**Directions for this task**
As the answer, give a copy of each line below that includes the word "white".

**Data provided**
__________
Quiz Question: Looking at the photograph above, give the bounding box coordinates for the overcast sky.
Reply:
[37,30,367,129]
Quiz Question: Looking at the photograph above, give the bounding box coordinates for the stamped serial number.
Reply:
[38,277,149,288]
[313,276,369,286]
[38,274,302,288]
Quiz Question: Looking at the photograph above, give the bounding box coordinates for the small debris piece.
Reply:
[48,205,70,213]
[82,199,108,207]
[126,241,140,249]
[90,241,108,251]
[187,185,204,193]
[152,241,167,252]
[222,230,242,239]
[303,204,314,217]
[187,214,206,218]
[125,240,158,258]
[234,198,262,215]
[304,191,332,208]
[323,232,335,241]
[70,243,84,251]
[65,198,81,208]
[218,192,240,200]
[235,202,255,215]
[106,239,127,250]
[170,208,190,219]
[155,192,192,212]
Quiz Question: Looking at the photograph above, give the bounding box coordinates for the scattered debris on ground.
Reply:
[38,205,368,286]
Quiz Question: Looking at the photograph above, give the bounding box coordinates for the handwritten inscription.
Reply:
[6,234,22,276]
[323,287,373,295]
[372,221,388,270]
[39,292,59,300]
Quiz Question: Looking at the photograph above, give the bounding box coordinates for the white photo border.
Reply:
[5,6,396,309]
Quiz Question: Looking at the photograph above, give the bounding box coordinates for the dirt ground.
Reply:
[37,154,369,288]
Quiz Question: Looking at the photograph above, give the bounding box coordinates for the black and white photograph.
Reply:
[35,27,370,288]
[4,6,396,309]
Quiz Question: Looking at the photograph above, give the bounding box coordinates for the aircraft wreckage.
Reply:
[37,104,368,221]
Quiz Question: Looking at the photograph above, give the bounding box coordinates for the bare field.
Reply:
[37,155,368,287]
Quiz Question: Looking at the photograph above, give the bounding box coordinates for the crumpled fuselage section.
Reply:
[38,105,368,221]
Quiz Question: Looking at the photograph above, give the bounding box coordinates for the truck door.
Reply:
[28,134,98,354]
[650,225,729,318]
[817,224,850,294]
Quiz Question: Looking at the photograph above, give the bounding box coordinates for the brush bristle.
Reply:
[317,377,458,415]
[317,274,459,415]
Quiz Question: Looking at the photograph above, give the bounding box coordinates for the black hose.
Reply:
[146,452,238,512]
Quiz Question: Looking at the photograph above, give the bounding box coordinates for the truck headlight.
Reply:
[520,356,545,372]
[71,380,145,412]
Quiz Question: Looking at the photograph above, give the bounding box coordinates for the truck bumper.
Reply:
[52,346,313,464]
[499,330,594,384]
__________
**Result of the exercise**
Quiz Question: Looking at the photograph above, give the bounding box coordinates for the white photo border.
Quiz Question: Looking at the photograph above, give the bounding box coordinates for the black and white photograph.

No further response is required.